Data extracted from a collection
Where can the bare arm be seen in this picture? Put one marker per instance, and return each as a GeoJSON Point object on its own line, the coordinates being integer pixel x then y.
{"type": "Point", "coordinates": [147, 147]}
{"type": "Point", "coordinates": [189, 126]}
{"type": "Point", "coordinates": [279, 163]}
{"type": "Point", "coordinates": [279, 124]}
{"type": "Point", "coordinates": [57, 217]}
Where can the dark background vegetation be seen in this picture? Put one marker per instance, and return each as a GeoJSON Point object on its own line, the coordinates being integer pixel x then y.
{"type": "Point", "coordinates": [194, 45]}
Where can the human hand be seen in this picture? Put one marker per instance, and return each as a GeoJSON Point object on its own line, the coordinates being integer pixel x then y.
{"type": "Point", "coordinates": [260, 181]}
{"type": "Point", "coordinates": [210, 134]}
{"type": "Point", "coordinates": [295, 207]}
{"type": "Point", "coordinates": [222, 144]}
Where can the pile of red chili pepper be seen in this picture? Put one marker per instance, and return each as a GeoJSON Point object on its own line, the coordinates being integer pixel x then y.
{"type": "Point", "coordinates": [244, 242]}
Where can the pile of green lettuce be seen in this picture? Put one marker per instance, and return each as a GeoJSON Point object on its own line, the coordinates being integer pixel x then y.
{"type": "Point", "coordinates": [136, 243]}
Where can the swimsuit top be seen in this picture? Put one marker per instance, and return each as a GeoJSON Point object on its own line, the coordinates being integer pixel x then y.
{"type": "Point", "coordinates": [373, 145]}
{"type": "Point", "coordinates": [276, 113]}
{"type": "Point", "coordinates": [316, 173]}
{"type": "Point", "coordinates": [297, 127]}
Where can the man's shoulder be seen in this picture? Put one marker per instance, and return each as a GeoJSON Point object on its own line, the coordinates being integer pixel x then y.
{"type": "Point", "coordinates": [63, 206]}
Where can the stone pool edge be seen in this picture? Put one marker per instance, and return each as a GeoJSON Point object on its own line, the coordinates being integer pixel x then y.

» Given task
Update the items above by replacing "marker" with "pin" in every one of them and changing nothing else.

» The reply
Where can the bare arm be seen in this picture? Put one pin per instance, and return each as a GeoJSON Point object on its own line, the coordinates being integer pixel x then y.
{"type": "Point", "coordinates": [147, 147]}
{"type": "Point", "coordinates": [189, 126]}
{"type": "Point", "coordinates": [279, 163]}
{"type": "Point", "coordinates": [279, 124]}
{"type": "Point", "coordinates": [57, 217]}
Where can the dark background vegetation be seen in this picture? Put one pin per instance, and return each as a GeoJSON Point object on its own line, the coordinates being integer pixel x then y.
{"type": "Point", "coordinates": [194, 45]}
Where can the human hand be seen in this picture? Put one pin per instance, and return each as a GeoJSON Point object on its own line, the coordinates being integer pixel x then y.
{"type": "Point", "coordinates": [260, 181]}
{"type": "Point", "coordinates": [210, 134]}
{"type": "Point", "coordinates": [295, 207]}
{"type": "Point", "coordinates": [222, 144]}
Where can the pile of red chili pepper be seen in this picture? Put one pin per instance, and return each as a GeoJSON Point object on its own line, the coordinates being integer pixel x then y.
{"type": "Point", "coordinates": [244, 242]}
Where can the pile of green lettuce be seen in this picture? Put one pin per instance, and return each as a GeoJSON Point object on its own line, the coordinates being integer pixel x then y.
{"type": "Point", "coordinates": [136, 243]}
Where can the swimsuit top be seen in this picture? Put one pin per instance, and return each as a GeoJSON Point object on its own line, the coordinates being integer pixel x then y.
{"type": "Point", "coordinates": [373, 145]}
{"type": "Point", "coordinates": [276, 113]}
{"type": "Point", "coordinates": [316, 173]}
{"type": "Point", "coordinates": [297, 127]}
Where can the man's shoulder be seen in this picture? Put one pin per instance, and return each as a GeoJSON Point object on its own line, the coordinates being integer pixel x then y.
{"type": "Point", "coordinates": [63, 206]}
Where can the stone pool edge be seen in this picture? Put one pin per instance, and return each as a GeoJSON Point object on its own line, the coordinates being integer pixel x then y.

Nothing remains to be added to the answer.